▸ EXCERPTED TEXT
Why do you keep mentioning STATA here? Shouldn't we be discussing SAS?

Re: RE: Splitting large data by variables

PGStats — Mon, 19 May 2014 19:25:35 GMT

I am not familiar with STATA. A quick search informs me that STATA has a CART module. I suggest you start there. First, remove any transformed variable from your dataset, CART is insensitive to monotonic transforations (logs, powers, dummy variables, etc). Then if what's left of your data still doesn't fit in STATA, subsample. That should allow you to see what's meaningful and what's not.

This being a SAS forum, I should also mention that JMP has a decent CART module as well.

Re: RE: Splitting large data by variables

PaigeMiller — Tue, 20 May 2014 12:32:58 GMT

makes a good suggestion as well, that probably works in many analysis situations

However, the original question remains so vague and undefined that I can't reconcile all the good suggestions in this thread with the original question. Specifically, CART requires a dependent variable, while the original problem asked about principal components, which cannot make use of a dependent variable; and in fact if you are going to do a future analysis with a dependent variable, principal components probably isn't a good first step, and if you are going to do an analysis that doesn't have a dependent variable, then CART probably doesn't fit.

So I'm coming to the conclusion that the whole idea of picking an analysis method at this point makes no sense here without much more additional information from the original poster.

▸ SET TASK
Write out the passage of the forum thread on splitting large data verbatim, starting with "Why do you keep" and going on through "and what's not.".

▸ Saved data entries
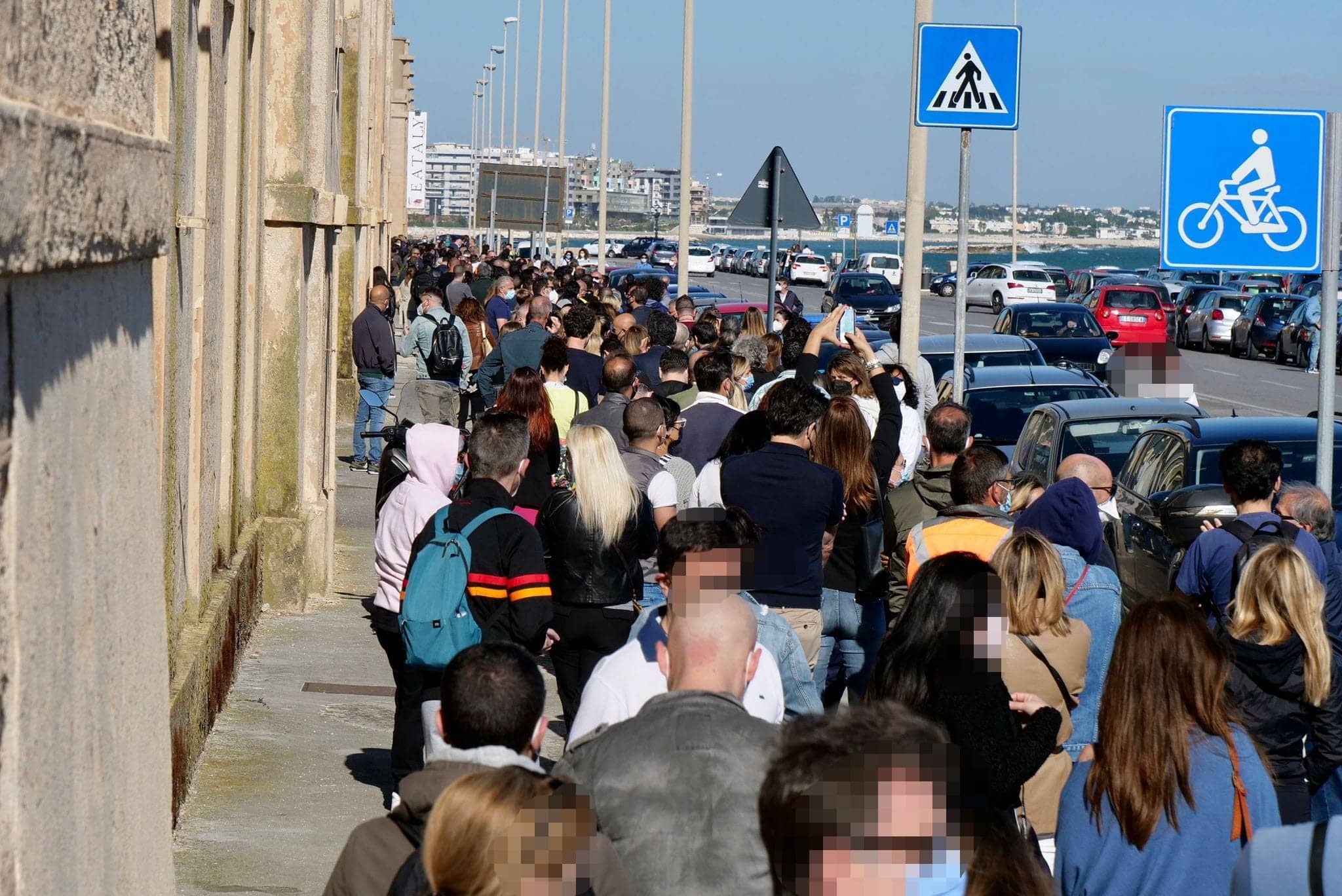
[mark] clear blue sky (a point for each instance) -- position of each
(830, 83)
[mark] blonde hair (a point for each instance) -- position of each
(1280, 596)
(1032, 584)
(467, 821)
(607, 495)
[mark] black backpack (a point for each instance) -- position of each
(1255, 540)
(446, 352)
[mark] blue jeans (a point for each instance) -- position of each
(799, 690)
(370, 417)
(839, 632)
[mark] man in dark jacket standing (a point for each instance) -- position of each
(375, 360)
(925, 495)
(683, 819)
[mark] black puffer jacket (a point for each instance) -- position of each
(583, 572)
(1267, 684)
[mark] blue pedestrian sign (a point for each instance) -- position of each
(1243, 188)
(968, 77)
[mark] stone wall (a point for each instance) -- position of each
(191, 204)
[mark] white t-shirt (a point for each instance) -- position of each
(662, 490)
(624, 681)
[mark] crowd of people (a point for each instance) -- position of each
(807, 635)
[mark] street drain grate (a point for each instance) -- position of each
(360, 690)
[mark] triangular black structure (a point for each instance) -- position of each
(794, 207)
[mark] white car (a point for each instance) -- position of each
(1001, 285)
(885, 263)
(701, 261)
(809, 267)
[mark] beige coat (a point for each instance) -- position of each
(1022, 671)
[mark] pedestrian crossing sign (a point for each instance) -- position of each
(968, 77)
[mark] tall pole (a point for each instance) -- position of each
(517, 64)
(775, 176)
(564, 101)
(1014, 136)
(1329, 298)
(961, 263)
(915, 198)
(605, 140)
(686, 121)
(536, 124)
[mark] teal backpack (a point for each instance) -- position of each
(436, 622)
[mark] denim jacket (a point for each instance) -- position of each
(1098, 603)
(773, 632)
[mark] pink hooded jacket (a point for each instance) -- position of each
(431, 450)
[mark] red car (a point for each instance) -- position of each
(1128, 313)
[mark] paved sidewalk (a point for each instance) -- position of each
(288, 773)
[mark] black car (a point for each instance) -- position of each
(982, 350)
(1106, 428)
(1170, 485)
(1064, 333)
(1001, 399)
(1255, 331)
(870, 295)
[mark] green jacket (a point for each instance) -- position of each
(913, 502)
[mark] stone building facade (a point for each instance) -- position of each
(192, 198)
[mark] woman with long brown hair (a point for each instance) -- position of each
(1176, 785)
(1284, 679)
(525, 395)
(853, 603)
(1045, 655)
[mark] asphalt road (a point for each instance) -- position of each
(1221, 384)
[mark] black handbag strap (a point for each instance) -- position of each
(1062, 686)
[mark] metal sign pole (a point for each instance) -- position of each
(1329, 297)
(961, 263)
(775, 175)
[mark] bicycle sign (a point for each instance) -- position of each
(1243, 188)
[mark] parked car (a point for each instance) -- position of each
(1210, 324)
(701, 261)
(1105, 428)
(885, 263)
(1128, 313)
(811, 269)
(1001, 399)
(1170, 485)
(1001, 285)
(870, 295)
(1064, 333)
(982, 350)
(1255, 331)
(944, 285)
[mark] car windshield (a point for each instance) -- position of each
(1110, 440)
(1000, 415)
(941, 364)
(1065, 322)
(1298, 464)
(872, 285)
(1130, 299)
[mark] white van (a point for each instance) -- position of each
(887, 265)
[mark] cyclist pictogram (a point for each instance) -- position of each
(1255, 189)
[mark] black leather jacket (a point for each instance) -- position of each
(584, 573)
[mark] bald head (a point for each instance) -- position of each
(710, 647)
(1090, 470)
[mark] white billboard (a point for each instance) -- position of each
(416, 141)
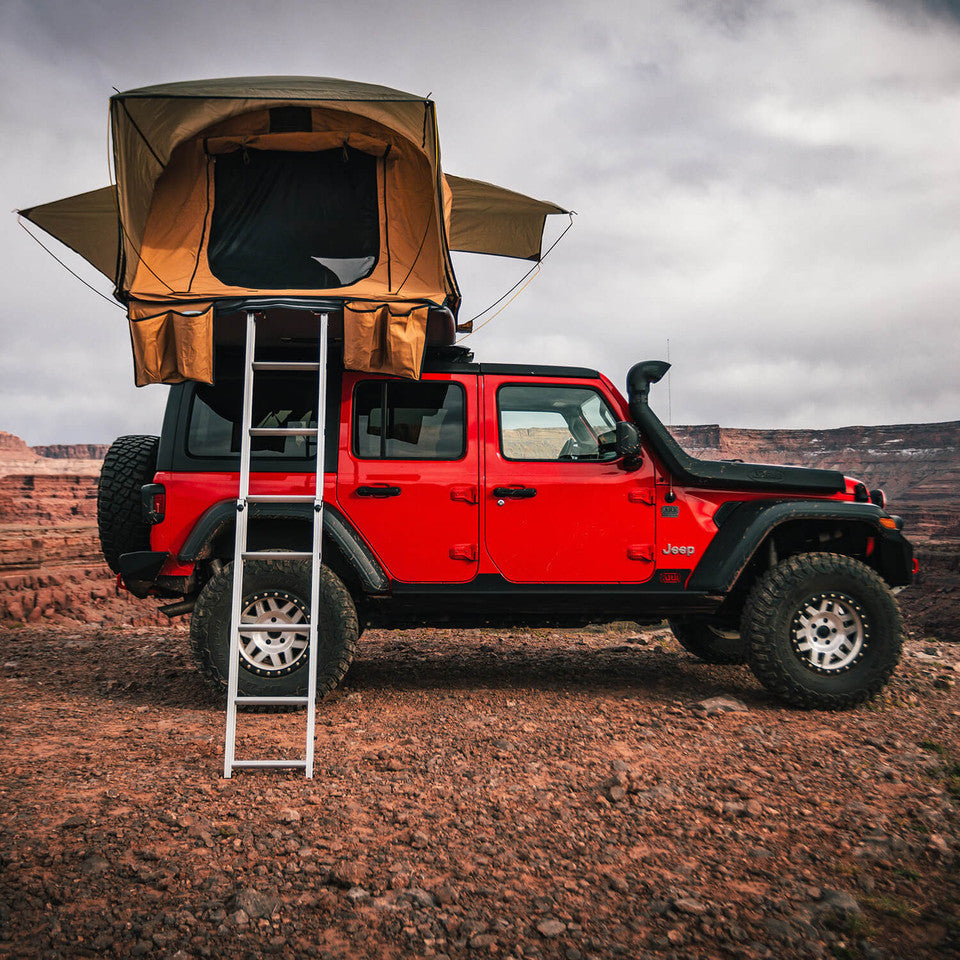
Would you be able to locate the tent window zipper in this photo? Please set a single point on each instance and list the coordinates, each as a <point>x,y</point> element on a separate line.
<point>386,217</point>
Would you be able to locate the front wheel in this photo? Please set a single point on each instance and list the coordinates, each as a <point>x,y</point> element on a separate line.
<point>273,664</point>
<point>822,630</point>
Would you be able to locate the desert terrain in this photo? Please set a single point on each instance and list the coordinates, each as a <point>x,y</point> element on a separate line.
<point>567,794</point>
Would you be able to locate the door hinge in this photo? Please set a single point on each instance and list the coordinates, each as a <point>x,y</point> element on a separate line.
<point>465,493</point>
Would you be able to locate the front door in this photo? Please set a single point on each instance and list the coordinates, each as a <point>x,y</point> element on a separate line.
<point>560,506</point>
<point>408,473</point>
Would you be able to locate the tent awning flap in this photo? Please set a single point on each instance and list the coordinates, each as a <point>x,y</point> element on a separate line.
<point>87,223</point>
<point>485,218</point>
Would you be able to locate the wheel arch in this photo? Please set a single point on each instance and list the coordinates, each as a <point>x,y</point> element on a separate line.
<point>288,526</point>
<point>754,535</point>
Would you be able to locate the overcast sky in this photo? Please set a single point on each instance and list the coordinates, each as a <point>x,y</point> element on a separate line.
<point>772,185</point>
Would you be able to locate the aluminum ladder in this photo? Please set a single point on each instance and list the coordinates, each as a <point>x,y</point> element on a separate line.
<point>241,553</point>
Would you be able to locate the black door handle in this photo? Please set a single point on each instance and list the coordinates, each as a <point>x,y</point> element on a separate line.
<point>379,492</point>
<point>515,493</point>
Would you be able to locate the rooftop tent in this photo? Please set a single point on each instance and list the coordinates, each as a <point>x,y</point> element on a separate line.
<point>282,187</point>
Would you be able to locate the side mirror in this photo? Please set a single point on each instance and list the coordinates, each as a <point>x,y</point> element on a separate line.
<point>628,442</point>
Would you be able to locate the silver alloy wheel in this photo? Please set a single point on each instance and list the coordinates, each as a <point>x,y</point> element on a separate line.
<point>269,654</point>
<point>828,633</point>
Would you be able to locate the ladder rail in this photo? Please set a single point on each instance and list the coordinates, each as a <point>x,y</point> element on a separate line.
<point>239,546</point>
<point>242,553</point>
<point>317,559</point>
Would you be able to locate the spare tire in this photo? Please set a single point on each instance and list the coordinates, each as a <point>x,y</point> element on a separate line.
<point>129,464</point>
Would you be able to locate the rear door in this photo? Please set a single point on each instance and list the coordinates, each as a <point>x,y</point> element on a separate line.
<point>408,473</point>
<point>559,505</point>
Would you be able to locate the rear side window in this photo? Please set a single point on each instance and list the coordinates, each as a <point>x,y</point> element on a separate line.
<point>404,420</point>
<point>278,401</point>
<point>555,422</point>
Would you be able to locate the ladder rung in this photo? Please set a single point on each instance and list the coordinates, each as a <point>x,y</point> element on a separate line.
<point>277,555</point>
<point>269,701</point>
<point>283,431</point>
<point>284,365</point>
<point>269,763</point>
<point>274,627</point>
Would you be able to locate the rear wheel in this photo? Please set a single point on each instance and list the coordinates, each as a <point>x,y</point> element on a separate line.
<point>273,664</point>
<point>129,464</point>
<point>823,630</point>
<point>710,640</point>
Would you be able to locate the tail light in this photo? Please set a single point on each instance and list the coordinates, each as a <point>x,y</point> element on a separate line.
<point>153,502</point>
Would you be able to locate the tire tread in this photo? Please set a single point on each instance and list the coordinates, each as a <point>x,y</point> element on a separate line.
<point>764,606</point>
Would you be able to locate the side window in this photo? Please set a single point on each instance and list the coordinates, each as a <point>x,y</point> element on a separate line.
<point>215,417</point>
<point>404,420</point>
<point>555,422</point>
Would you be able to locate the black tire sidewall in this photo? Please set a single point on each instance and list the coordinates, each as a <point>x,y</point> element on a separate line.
<point>336,642</point>
<point>129,464</point>
<point>769,634</point>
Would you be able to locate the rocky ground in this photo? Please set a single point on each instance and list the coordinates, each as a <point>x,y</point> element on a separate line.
<point>555,794</point>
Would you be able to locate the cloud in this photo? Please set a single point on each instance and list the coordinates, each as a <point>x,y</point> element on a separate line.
<point>769,184</point>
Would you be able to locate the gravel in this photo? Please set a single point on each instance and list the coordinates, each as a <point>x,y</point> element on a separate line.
<point>527,793</point>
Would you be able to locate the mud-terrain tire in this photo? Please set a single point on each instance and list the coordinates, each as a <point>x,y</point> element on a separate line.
<point>823,631</point>
<point>709,641</point>
<point>129,464</point>
<point>274,665</point>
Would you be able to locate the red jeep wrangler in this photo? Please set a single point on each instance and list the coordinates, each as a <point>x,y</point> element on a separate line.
<point>499,494</point>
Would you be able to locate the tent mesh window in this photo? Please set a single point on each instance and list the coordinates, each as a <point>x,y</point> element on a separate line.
<point>294,221</point>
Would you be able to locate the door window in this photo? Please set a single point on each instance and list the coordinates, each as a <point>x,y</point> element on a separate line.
<point>549,422</point>
<point>402,420</point>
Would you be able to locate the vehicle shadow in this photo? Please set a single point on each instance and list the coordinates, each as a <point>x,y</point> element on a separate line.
<point>158,670</point>
<point>623,669</point>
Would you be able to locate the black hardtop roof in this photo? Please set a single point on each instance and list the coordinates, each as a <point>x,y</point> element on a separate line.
<point>511,369</point>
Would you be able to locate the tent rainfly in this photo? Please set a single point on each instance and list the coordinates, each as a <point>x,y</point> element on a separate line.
<point>284,187</point>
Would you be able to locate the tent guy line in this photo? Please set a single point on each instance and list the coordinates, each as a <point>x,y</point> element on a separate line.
<point>74,274</point>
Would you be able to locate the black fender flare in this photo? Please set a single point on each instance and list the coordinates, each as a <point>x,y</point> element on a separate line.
<point>222,515</point>
<point>744,527</point>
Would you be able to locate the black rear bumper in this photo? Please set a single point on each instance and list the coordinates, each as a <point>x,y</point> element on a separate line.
<point>139,570</point>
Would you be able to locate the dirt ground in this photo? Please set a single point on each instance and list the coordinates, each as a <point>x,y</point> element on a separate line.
<point>555,794</point>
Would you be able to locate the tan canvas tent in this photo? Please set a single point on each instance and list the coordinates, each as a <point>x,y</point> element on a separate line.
<point>248,188</point>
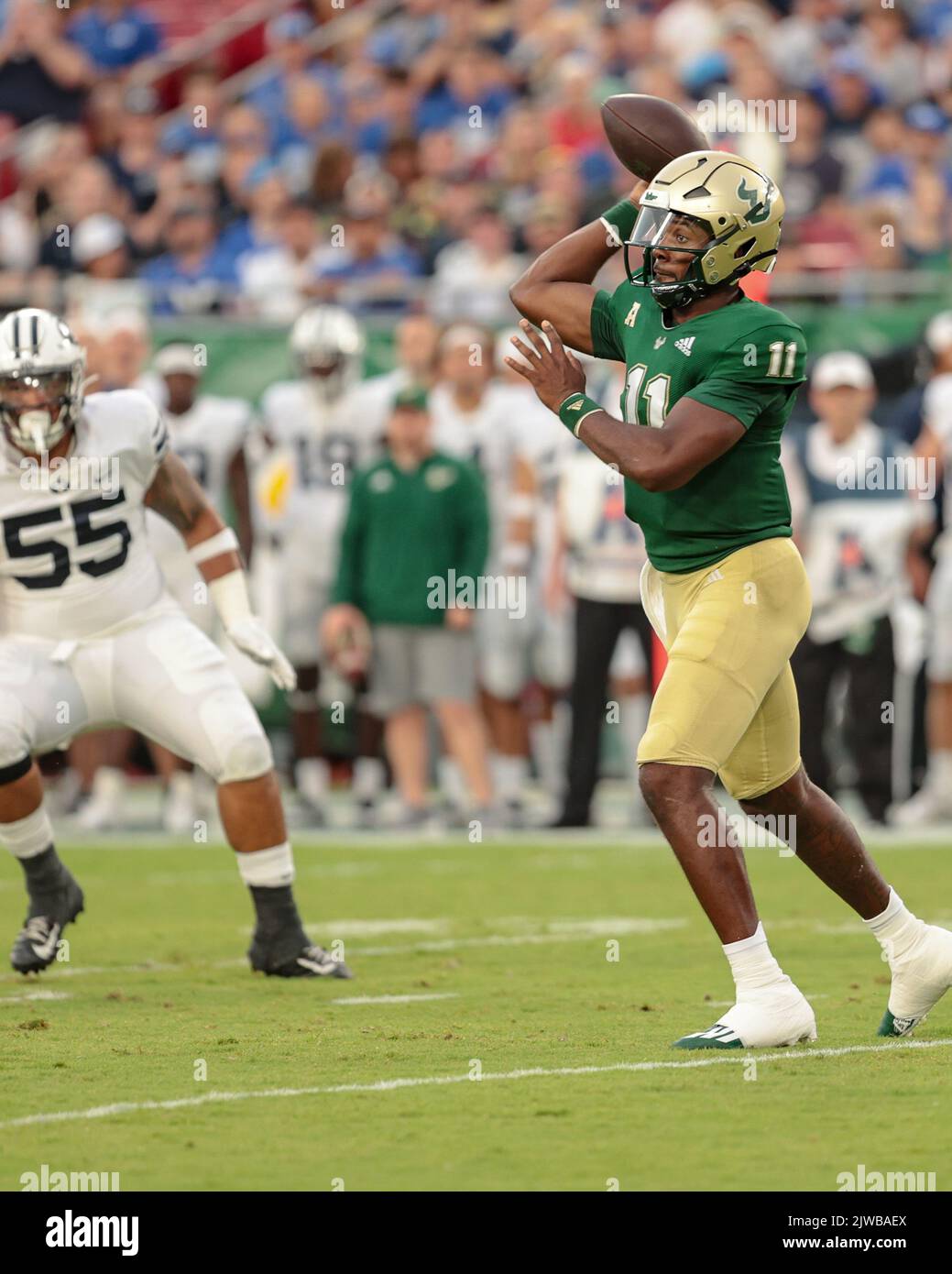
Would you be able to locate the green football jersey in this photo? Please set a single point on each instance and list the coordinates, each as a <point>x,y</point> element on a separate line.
<point>746,359</point>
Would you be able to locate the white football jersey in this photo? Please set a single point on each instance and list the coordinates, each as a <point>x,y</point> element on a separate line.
<point>74,555</point>
<point>854,538</point>
<point>491,437</point>
<point>325,444</point>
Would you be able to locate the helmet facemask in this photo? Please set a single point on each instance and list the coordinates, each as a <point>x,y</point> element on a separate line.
<point>325,371</point>
<point>36,424</point>
<point>658,227</point>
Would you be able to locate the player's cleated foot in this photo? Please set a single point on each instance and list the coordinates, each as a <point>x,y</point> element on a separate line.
<point>277,960</point>
<point>768,1018</point>
<point>38,943</point>
<point>920,977</point>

▸ FULL RESPONSE
Why do you keep mentioning STATA here? Shouldn't we be discussing SAS?

Re: RE: Splitting large data by variables

PGStats — Mon, 19 May 2014 19:25:35 GMT

I am not familiar with STATA. A quick search informs me that STATA has a CART module. I suggest you start there. First, remove any transformed variable from your dataset, CART is insensitive to monotonic transforations (logs, powers, dummy variables, etc). Then if what's left of your data still doesn't fit in STATA, subsample. That should allow you to see what's meaningful and what's not.